### Study text
--- START ---

# New and confused



## puss-in-boots (May 9, 2011)

Hi Everyone, 

I am new here and have until now been loitering and reading.  But today has been tough.  A few weeks ago i had a diagnosis of Polycystic Ovaries.  I am 33 and DH and I are trying for our first child.  

So i have just about (i thought) got my head around that this was going to be a long process for us, and then today my best friend told me that she is pregnant.  They have only just begun trying, and i know i should be pleased for her (and I am) but I feel so jealous, and let down by my body.    

I guess i just thought i would introduce myself here to find some people who can identify with how i feel ...

thanks for reading 
Kat


----------



## catherino (Jun 16, 2010)

hi there and welcome to ff! You hav definatly come to the right place for advice and sharing stories. It can take a while to get your head around all the abbreviations etc, but you'll find lots of people in the same situation as you. I totally know where your coming from with hearing news of friends getting pregnant. I am alot better now but i can remember times where i burst into tears (privatly). You just feel like everyone is getting pregnant at a drop of a hav. You feel cheated and that it should be you because u want it more than people who haven't even planned their baby! I hope you start your journey soon and meet some lovely people on here. You can always message me if u want to hav a chat Xx


----------



## Wraakgodin (Jun 17, 2006)

to FF, Kat!!! This is a great website for support, information, laughter and friendship, it has kept me (relatively!) sane though all my treatment. Have a good look round the site, post in whatever section you want and make yourself at home. There are so many sections here with a huge amount of information, so whatever you are going through there will be someone here to help you.

--- END ---

### Supplied material
--- START ---

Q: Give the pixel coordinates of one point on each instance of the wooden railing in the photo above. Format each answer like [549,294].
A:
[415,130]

--- END ---

### Problems to solve
• 1. In the forum thread, what diagnosis did Kat receive a few weeks before her first post?
• 2. Name every thing that Wraakgodin says the website is great for in the forum thread.

### Answer section
• 1. Polycystic Ovaries

• 2. Support, information, laughter and friendship